Es ist ein arbeitsreicher Sommer, den Marianne Gruber jedes Jahr auf der Ritzingerhütte erlebt. Doch den Alltag rund um Gäste, Kühe und den Steirerkas genießt die Ennstalerin in vollen Zügen.

Seit 20 Jahren verbringt Marianne Gruber ihre Sommer auf der Alm.
Seit 20 Jahren verbringt Marianne Gruber ihre Sommer auf der Alm.
„Hier oben auf der Hütte lebe ich im Einklang mit der Natur.“ Marianne Gruber, Bäuerin
„Hier oben auf der Hütte lebe ich im Einklang mit der Natur.“ Marianne Gruber, Bäuerin

Morgens mit der Sonne aufstehen und ins Bett gehen, wenn sie wieder untergeht. Bergwiesen und Wälder, sobald man das Hüttentor öffnet, und die Kühe, die friedlich grasen. Die schönste Zeit im Jahr ist für Marianne Gruber von Juni bis Oktober. Denn dann ist die Landwirtin, die gemeinsam mit ihrem Mann den Ritzingerhof im steirischen Ennstal führt, wieder oben auf der dazugehörigen Ritzingerhütte. "Das ist ein ganz anderes Leben da oben. Es gibt keinen Fernseher, die ganze Welt bleibt draußen", erzählt die Landwirtin, "stattdessen lebe ich mit den Kühen, kümmere mich um die Wanderer und Radlfahrer, die vorbeikommen, und fühle mich eins mit der Natur." Es ist ein arbeitsamer und intensiver Alltag, der Gruber auf der Ritzingerhütte erwartet. Neben der Bewirtung der Hüttengäste steht ein großer Punkt auf dem Programm: der bröslige und kräftig-pikante Steirerkas. Eine Spezialität der Steiermark, die auch über die Grenzen des Bundeslandes hinaus gern gegessen wird.

Der Tag beginnt früh

Bereits um halb fünf Uhr morgens klingelt der Wecker. Gemeinsam mit einer Praktikantin macht sich Gruber auf zum Stall, das Käsen steht an. Nach dem Melken gießt sie die Milch dafür in eine Zentrifuge, die Rahm und Magermilch voneinander trennt. Die Magermilch säuert sie in Folge an, erhitzt sie im Käsekessel und schöpft den aufsteigenden Topfen in einem Leinentuch auf. Nachdem sie ihn ausgepresst hat, gibt die Sennerin den Topfen für einen Tag in eine Form, bevor sie ihn schließlich sechs Wochen lang zum Käse reifen lässt. Einen Käse à drei Kilogramm kann Gruber an einem Tag herstellen und braucht dafür etwa drei Stunden. Sie folgt dabei einer langen Tradition. "Die Methode, Käse aus gesäuerter Sauermilch herzustellen, gab es in unserer Gegend schon in der vorrömischen Zeit", berichtet Gruber. Beurkundet sei auch, dass 1434 die Zinsabgabe der Region in Form von Steirerkas geleistet wurde. "Der große Vorteil von Käse aus saurer Magermilch ist der, dass er länger hält. Außerdem ist er vergleichsweise leicht, sodass auch Frauen die Käseherstellung bewältigen könnten - und es waren ja zumeist Frauen, die auf den Almen gearbeitet haben."

*Extrahierte Daten:*
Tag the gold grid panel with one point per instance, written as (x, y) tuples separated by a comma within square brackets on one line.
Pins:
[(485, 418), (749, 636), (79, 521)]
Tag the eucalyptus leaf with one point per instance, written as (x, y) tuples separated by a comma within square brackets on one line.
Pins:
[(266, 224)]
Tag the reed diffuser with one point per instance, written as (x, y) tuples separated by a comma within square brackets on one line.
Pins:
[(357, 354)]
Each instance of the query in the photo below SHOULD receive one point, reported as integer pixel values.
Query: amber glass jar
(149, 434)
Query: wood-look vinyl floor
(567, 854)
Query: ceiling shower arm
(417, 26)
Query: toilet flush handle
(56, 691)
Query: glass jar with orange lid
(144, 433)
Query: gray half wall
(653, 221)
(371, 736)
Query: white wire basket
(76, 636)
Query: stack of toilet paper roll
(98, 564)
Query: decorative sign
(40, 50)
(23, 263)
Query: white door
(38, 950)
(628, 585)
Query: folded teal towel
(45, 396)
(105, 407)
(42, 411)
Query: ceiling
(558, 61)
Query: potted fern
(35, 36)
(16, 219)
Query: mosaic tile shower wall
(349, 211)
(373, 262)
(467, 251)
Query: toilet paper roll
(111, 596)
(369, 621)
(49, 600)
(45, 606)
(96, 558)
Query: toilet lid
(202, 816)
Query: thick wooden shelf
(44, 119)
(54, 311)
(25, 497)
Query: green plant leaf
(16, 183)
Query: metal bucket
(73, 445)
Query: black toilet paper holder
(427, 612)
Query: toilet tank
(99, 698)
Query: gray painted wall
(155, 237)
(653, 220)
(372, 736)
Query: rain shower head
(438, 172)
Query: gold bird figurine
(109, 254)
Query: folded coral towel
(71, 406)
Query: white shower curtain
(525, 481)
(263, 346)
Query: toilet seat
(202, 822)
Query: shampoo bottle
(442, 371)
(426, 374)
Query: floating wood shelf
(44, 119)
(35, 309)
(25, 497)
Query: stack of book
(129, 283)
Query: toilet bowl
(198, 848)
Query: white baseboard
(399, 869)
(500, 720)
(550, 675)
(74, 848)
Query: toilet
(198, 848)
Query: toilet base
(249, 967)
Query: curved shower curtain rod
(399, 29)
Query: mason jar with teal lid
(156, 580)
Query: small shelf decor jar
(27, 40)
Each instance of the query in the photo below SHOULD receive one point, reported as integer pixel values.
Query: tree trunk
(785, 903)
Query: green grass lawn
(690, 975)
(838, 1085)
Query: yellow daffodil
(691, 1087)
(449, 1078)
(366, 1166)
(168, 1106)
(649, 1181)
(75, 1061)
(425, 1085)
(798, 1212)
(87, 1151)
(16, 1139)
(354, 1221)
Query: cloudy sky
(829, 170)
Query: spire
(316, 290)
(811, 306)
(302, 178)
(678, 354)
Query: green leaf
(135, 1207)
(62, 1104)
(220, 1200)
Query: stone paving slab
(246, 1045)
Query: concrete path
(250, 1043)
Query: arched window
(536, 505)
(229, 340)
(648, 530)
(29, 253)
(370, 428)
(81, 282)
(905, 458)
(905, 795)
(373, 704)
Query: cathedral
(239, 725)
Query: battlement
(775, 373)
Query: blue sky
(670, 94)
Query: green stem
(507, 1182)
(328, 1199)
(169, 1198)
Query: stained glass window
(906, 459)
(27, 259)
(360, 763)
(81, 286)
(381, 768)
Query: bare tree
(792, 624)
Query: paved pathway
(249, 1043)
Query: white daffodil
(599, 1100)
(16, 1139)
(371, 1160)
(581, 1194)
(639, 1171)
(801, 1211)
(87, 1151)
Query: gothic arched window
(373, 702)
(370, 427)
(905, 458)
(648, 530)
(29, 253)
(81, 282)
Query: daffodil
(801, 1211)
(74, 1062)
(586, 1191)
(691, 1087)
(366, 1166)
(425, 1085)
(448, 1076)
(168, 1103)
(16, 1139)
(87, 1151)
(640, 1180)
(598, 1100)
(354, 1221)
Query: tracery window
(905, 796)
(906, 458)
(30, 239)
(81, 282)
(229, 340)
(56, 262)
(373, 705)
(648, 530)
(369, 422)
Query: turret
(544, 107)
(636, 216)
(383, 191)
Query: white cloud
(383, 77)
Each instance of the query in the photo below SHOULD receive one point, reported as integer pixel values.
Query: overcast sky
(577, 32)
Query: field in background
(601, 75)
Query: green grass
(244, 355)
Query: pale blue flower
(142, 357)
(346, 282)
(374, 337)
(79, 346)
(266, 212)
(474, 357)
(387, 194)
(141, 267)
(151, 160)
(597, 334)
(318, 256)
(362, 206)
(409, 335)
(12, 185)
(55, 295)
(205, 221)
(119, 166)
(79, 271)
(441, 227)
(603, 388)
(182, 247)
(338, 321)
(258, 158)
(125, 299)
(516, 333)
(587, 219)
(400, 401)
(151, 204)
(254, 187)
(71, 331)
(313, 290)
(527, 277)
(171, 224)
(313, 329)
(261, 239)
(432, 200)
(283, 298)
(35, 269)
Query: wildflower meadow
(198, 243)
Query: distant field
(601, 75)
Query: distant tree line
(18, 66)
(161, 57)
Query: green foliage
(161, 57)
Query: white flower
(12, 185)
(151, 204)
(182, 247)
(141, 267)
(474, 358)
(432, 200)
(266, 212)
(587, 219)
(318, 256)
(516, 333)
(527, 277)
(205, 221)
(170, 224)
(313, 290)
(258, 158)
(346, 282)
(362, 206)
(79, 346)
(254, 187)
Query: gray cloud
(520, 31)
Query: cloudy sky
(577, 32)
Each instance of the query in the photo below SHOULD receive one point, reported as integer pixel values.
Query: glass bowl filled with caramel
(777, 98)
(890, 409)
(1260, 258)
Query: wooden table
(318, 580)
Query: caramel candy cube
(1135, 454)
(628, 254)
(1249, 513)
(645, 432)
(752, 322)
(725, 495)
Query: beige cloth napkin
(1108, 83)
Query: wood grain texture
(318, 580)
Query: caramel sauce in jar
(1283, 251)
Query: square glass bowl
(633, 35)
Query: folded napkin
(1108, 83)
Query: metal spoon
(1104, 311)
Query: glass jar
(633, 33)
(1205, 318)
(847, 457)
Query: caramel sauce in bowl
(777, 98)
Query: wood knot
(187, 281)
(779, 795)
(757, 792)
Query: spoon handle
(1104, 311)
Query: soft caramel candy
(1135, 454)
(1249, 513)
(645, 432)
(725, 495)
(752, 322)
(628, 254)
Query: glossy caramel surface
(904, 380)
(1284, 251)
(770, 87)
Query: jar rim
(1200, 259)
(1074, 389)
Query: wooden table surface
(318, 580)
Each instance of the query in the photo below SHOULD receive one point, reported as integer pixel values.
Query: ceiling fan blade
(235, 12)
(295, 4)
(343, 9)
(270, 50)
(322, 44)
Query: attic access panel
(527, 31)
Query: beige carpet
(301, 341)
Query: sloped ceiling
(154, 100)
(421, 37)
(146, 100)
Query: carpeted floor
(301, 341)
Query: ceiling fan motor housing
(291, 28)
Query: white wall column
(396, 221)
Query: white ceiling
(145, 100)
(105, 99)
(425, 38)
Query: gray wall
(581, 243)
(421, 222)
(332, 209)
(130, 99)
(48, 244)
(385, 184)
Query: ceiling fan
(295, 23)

*Aufgabe:* Kopieren Sie aus dem Text über die Ritzingerhütte den Abschnitt von „Es ist ein arbeitsreicher“ bis „in vollen Zügen.“ wortgetreu.

*Musterlösung:*
Es ist ein arbeitsreicher Sommer, den Marianne Gruber jedes Jahr auf der Ritzingerhütte erlebt. Doch den Alltag rund um Gäste, Kühe und den Steirerkas genießt die Ennstalerin in vollen Zügen.